> Dataset rows on where objects appear

-- start --

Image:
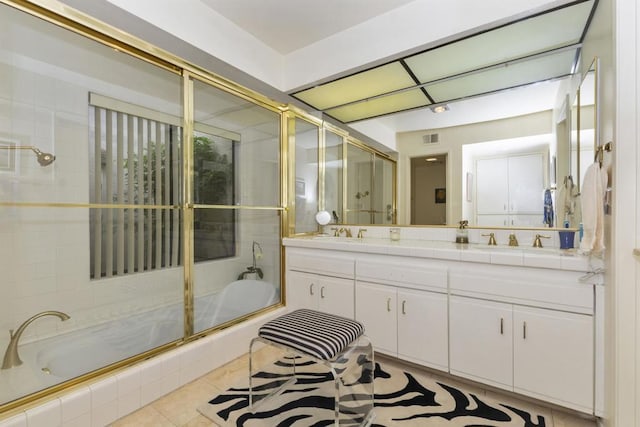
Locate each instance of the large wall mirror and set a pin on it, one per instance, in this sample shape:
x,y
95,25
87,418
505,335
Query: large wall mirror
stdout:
x,y
500,171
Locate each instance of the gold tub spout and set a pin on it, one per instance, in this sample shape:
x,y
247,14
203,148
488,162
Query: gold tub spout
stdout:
x,y
11,357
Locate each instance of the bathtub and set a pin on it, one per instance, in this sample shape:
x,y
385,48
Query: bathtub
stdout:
x,y
57,359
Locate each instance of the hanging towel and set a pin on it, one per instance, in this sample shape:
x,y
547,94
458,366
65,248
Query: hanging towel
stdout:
x,y
593,189
548,208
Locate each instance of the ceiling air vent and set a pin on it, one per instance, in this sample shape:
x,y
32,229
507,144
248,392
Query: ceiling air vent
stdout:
x,y
430,138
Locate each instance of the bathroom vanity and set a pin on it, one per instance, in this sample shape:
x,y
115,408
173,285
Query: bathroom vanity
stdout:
x,y
513,318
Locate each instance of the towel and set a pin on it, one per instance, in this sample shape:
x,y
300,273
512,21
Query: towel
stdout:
x,y
592,192
569,202
548,208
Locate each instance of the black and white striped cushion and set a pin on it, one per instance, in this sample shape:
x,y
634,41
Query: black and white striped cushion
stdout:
x,y
311,332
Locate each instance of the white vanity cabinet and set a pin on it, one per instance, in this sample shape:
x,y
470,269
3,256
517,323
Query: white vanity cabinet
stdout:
x,y
481,342
403,306
553,356
320,281
324,293
526,330
531,330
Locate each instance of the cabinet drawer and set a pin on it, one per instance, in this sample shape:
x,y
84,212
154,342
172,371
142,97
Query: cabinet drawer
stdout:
x,y
388,270
321,262
553,289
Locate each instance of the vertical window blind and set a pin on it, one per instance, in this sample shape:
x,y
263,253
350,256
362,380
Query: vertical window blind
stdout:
x,y
136,160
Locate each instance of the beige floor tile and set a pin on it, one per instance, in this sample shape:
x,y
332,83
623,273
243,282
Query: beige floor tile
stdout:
x,y
144,417
200,421
180,406
228,375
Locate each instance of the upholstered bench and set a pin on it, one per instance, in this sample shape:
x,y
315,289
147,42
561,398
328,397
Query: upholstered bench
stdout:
x,y
336,342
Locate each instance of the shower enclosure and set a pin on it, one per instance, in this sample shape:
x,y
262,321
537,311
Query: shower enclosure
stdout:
x,y
131,192
142,199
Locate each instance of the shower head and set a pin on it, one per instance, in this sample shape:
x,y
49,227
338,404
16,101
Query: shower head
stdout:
x,y
45,159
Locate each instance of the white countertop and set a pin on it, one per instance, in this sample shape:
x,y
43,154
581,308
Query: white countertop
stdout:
x,y
553,258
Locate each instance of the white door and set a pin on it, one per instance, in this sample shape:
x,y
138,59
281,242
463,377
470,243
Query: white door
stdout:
x,y
301,290
526,184
492,220
553,356
492,188
336,296
376,309
480,340
422,328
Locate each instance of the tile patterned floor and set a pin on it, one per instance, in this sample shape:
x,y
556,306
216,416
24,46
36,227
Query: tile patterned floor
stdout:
x,y
178,409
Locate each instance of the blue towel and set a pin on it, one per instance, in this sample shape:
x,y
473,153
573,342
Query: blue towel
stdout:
x,y
548,208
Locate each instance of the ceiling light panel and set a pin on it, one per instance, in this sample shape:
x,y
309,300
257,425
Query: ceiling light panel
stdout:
x,y
380,106
503,77
377,81
534,35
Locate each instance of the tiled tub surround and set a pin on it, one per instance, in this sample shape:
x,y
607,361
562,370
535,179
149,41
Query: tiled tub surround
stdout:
x,y
545,307
103,401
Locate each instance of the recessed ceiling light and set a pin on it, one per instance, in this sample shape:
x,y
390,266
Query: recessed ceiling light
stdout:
x,y
440,108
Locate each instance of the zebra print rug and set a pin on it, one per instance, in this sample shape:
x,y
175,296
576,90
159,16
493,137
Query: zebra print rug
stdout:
x,y
401,399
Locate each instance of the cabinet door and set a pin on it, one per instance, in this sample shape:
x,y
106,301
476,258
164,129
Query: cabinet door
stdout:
x,y
526,184
422,328
553,356
492,186
336,296
376,309
301,290
481,345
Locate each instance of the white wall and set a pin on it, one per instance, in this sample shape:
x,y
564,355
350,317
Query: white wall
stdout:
x,y
621,110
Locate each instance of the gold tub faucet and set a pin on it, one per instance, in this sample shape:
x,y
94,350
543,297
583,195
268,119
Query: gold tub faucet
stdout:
x,y
11,357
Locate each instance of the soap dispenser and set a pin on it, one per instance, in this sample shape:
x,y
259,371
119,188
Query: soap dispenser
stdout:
x,y
462,234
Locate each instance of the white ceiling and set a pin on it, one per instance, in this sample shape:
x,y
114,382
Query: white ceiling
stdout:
x,y
286,26
291,44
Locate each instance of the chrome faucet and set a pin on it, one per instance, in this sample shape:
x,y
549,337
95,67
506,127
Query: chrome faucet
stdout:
x,y
346,231
11,357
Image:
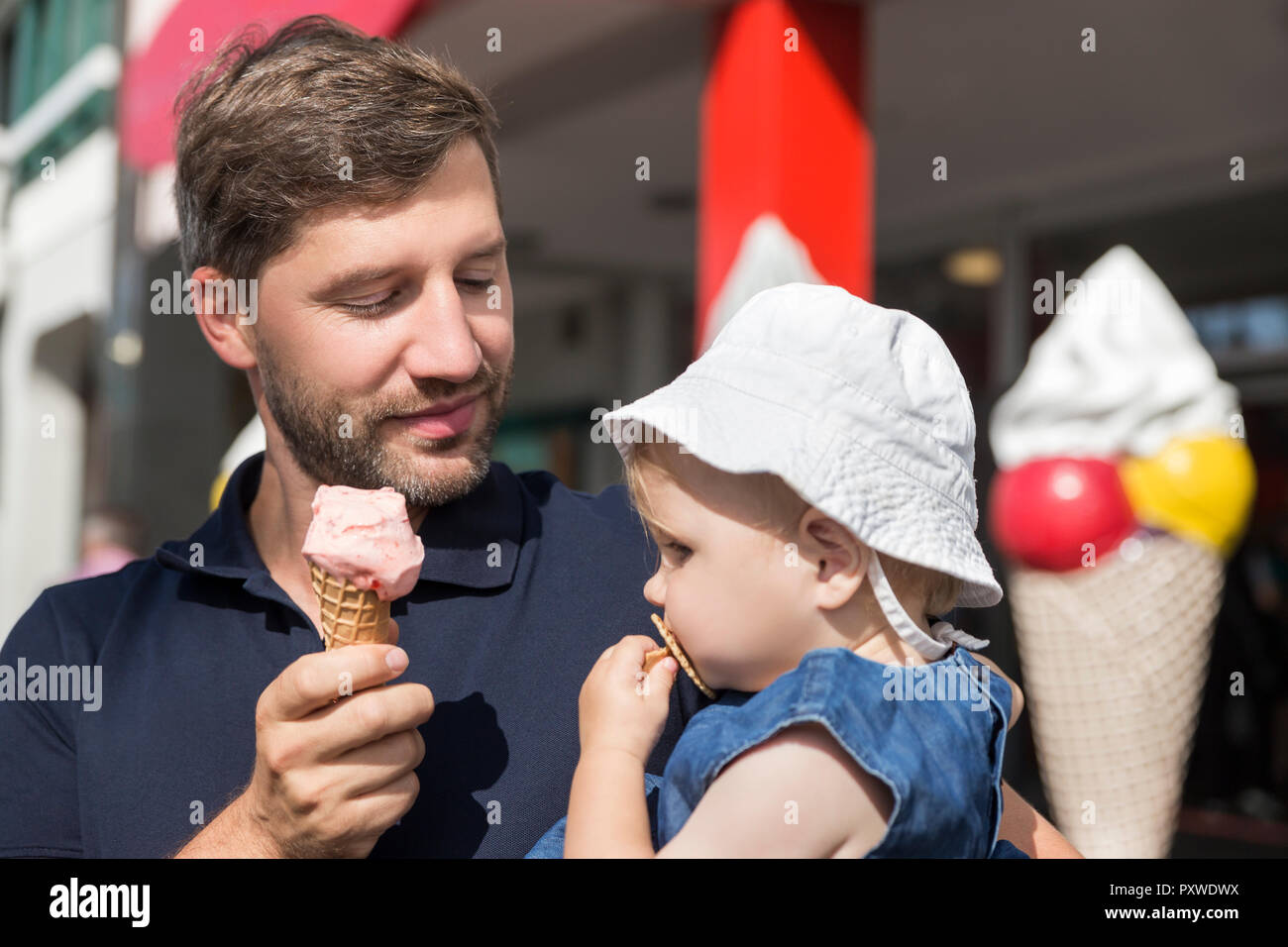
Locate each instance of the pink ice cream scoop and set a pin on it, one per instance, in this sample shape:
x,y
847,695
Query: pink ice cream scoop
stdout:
x,y
365,536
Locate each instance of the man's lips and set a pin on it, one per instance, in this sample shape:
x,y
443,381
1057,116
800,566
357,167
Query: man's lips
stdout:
x,y
442,420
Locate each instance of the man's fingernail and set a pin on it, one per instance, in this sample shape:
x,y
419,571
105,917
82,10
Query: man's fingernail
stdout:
x,y
395,659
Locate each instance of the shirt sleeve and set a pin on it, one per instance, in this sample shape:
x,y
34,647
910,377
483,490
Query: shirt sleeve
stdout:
x,y
39,800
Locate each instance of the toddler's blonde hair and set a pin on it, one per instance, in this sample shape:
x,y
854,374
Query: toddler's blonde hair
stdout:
x,y
776,508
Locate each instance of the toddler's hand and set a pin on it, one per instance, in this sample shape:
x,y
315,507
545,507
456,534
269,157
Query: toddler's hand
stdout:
x,y
622,707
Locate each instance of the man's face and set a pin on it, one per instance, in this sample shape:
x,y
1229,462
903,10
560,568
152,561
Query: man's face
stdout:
x,y
342,382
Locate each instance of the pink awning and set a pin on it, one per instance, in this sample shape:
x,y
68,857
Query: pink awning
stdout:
x,y
151,78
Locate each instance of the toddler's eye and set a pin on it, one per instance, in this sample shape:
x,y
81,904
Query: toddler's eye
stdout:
x,y
681,551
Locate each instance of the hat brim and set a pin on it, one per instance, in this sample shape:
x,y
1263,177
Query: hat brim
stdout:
x,y
883,506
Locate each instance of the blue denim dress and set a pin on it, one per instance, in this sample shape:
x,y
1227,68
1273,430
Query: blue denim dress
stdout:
x,y
934,733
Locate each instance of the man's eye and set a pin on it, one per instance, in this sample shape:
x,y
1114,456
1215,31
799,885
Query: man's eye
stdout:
x,y
372,308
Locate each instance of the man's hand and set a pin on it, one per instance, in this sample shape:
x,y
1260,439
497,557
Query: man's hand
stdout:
x,y
335,755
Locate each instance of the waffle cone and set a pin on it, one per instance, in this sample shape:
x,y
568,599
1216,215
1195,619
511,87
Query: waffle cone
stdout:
x,y
349,615
1115,660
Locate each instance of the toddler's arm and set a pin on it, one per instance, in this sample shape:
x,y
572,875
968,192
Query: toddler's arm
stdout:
x,y
791,796
1017,694
1028,831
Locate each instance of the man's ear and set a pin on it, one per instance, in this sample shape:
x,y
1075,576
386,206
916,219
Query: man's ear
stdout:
x,y
838,561
220,324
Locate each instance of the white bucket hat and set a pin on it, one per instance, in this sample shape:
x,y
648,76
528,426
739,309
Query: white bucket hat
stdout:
x,y
861,410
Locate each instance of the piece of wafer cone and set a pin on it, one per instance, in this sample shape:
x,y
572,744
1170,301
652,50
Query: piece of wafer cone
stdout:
x,y
1115,660
349,615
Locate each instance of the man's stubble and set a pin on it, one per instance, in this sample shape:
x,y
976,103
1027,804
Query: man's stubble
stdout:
x,y
352,453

-- end --

> Work to do
Set down nothing but the lines from the one with "Locate each instance of the toddler's arm" through the end of the records, keeping each line exactly as written and including both ends.

> Task answer
Locate each instance of the toddler's arm and set a pin on it, one per instance, in this sample shape:
x,y
572,875
968,192
Query: toddler's arm
stdout:
x,y
791,796
1017,694
1028,831
Locate each instance of the man's ear and set a pin on it, one per instance, in this sample shape:
x,y
1075,576
386,206
916,219
Query: man's ear
stdout:
x,y
838,561
220,324
Locate each instance of the white bucket hat and set a pin on it, one per instance, in this sample shape:
x,y
648,76
528,426
739,309
Query: white bucket hat
stdout:
x,y
861,410
Locate each instance of the piece of wafer cone and set a pin on it, one per instance, in this sample shape:
x,y
572,744
1170,301
652,50
Query: piece of wafer cone
stdout:
x,y
1115,660
349,615
Locate each instance of the man's stubble and set a pin on it, one per instance, in this sample shape:
x,y
976,103
1027,804
Query: man's stubble
stdout:
x,y
352,453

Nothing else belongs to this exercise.